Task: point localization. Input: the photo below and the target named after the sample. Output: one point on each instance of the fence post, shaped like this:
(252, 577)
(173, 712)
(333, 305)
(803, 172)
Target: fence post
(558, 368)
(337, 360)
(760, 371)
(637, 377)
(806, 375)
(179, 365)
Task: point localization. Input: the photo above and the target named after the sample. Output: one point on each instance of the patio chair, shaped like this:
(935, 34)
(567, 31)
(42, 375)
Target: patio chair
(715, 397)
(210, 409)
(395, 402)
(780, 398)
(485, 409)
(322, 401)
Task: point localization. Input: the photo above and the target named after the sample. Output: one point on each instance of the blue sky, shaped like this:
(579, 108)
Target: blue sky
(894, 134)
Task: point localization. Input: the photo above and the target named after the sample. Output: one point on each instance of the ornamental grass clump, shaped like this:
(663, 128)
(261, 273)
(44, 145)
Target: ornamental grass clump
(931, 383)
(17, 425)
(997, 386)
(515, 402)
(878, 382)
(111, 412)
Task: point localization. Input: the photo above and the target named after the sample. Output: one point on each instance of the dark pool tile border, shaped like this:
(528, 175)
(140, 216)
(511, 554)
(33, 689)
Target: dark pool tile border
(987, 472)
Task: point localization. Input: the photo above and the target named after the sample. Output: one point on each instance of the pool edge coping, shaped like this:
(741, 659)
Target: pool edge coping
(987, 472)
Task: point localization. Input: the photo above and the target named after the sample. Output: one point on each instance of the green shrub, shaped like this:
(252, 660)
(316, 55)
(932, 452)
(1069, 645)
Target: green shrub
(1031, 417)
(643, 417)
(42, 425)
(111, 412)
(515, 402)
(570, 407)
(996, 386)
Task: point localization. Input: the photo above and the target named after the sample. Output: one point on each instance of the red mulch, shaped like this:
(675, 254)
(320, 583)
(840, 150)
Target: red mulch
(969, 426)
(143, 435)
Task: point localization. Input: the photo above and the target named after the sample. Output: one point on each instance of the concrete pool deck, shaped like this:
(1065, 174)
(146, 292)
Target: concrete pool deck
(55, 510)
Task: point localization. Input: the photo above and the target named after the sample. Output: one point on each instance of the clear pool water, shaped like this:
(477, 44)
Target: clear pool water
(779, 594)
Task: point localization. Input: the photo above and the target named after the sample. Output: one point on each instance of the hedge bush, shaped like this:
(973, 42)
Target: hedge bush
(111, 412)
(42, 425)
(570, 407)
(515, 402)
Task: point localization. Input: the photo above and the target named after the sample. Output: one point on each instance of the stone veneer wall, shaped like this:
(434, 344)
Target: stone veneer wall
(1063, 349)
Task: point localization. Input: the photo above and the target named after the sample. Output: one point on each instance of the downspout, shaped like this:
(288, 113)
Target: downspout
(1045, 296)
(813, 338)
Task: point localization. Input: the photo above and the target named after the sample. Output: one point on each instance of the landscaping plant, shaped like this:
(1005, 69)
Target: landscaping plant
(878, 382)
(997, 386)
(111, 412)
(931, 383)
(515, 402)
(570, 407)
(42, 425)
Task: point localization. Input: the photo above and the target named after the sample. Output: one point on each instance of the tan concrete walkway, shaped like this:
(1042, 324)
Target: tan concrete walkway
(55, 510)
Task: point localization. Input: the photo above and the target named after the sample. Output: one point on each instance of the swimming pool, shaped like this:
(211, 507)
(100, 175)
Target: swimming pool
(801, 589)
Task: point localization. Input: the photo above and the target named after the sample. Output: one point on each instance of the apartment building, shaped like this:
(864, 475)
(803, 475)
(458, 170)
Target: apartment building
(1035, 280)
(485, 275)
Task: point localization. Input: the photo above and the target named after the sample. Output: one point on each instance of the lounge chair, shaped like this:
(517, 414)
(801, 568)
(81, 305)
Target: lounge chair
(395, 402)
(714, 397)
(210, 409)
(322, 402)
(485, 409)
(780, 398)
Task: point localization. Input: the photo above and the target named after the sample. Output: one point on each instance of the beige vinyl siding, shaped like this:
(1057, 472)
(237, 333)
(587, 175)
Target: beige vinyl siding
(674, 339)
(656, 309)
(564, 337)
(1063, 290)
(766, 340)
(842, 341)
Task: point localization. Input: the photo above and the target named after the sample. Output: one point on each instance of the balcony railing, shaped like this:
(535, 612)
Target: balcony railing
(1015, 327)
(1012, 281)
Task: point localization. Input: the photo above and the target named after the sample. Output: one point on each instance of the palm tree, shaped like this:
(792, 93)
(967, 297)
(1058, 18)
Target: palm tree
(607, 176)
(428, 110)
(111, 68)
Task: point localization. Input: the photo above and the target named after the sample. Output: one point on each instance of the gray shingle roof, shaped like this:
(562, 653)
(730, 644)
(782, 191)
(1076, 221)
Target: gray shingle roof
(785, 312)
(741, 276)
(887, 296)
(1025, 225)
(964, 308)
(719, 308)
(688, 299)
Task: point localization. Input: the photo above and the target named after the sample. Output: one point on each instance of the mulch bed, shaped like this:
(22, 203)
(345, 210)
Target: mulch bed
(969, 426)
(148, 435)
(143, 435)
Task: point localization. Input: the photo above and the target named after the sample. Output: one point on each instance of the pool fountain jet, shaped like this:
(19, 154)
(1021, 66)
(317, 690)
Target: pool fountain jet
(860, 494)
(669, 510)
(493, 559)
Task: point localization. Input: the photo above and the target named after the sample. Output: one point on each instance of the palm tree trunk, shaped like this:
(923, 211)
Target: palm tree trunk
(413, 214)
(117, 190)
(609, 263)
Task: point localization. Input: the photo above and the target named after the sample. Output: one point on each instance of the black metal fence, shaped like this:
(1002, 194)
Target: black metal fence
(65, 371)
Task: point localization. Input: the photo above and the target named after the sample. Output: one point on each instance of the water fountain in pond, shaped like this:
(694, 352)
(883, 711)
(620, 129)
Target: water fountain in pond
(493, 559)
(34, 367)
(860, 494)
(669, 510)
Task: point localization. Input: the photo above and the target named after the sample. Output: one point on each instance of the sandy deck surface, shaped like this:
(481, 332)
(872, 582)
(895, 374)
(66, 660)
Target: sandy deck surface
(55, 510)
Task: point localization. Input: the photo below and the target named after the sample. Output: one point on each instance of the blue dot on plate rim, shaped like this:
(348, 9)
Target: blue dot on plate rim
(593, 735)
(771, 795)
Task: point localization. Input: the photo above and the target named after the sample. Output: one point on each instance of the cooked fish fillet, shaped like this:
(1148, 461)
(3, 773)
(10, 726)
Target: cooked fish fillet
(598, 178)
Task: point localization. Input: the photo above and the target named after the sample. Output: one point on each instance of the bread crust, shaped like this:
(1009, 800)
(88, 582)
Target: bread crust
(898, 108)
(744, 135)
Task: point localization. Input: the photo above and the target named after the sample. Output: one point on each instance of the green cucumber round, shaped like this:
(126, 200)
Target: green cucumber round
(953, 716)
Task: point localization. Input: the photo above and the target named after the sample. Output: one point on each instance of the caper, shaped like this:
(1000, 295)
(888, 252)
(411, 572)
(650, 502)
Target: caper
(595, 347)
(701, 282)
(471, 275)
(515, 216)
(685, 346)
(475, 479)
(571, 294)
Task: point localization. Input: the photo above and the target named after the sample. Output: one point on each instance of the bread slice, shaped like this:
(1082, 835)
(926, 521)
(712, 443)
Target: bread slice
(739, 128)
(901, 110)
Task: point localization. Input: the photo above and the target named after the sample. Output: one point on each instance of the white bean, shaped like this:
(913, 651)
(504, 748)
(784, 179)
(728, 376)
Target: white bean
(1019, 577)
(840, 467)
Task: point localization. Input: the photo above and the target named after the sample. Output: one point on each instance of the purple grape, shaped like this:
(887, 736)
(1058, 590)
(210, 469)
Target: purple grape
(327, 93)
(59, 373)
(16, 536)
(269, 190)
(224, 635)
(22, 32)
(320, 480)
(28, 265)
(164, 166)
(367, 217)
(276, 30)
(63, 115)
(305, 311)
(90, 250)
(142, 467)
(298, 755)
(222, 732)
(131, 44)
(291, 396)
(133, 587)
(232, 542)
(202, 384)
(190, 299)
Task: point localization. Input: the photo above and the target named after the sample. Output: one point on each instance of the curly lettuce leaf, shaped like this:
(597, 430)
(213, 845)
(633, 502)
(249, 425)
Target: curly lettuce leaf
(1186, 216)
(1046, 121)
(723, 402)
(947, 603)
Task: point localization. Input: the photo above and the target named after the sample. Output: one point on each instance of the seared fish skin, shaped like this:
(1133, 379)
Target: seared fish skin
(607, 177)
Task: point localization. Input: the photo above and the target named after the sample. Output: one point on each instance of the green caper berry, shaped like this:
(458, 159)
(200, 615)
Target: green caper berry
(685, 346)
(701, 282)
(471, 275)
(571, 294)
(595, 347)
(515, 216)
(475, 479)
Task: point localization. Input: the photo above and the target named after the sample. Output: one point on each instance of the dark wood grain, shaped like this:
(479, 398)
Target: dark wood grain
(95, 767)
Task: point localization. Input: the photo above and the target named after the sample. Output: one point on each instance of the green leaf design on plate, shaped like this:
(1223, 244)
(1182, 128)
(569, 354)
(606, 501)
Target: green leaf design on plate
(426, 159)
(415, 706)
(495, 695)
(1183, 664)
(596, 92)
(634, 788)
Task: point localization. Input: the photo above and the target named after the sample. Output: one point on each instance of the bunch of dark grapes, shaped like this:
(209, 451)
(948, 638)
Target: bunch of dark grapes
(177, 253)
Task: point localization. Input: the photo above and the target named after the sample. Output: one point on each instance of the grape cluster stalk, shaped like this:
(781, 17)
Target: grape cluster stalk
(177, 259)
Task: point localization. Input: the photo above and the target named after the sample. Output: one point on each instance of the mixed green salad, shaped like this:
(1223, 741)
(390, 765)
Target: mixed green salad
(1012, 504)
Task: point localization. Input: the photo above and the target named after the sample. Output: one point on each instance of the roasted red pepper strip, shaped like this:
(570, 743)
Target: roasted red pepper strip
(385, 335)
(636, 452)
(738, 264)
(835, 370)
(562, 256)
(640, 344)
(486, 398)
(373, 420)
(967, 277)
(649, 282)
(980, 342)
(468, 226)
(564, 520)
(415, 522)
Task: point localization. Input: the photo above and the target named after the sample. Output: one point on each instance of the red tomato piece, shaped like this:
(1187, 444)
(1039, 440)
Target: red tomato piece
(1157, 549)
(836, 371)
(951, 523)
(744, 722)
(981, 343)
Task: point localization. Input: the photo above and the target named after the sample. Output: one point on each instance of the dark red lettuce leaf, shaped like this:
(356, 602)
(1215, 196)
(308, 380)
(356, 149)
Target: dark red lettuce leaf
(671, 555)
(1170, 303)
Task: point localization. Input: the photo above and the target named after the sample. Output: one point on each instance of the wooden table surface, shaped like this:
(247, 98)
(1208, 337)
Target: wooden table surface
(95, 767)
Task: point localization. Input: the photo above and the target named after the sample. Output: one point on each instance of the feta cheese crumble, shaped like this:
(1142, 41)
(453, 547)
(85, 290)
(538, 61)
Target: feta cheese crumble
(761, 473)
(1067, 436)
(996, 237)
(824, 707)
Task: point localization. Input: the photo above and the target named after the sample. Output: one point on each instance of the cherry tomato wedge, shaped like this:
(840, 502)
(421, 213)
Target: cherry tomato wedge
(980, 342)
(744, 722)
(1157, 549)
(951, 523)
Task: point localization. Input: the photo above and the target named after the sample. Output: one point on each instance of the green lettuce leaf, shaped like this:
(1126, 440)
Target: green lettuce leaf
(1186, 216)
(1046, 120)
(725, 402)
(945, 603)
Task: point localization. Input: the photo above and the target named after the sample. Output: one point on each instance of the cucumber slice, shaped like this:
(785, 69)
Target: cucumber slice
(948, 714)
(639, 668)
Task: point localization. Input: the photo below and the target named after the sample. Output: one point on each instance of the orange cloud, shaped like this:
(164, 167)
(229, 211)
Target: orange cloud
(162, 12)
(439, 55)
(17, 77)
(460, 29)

• [DIRECTIONS FOR THIS TASK]
Reproduce exactly the lines from the one with "of the cucumber" through the end of the entries above, both ends included.

• [EXERCISE ANSWER]
Task: point localization. Input: the photo above and the target named after the sample. Output: one point on each instance of the cucumber slice, shaped like this:
(785, 69)
Target: cucumber slice
(948, 714)
(639, 668)
Task: point localization. Input: the photo below and the target named after the sample. Output: one point on each instance of the orange cloud, shaped like this:
(164, 167)
(229, 211)
Target: orange cloud
(162, 12)
(439, 55)
(17, 77)
(460, 29)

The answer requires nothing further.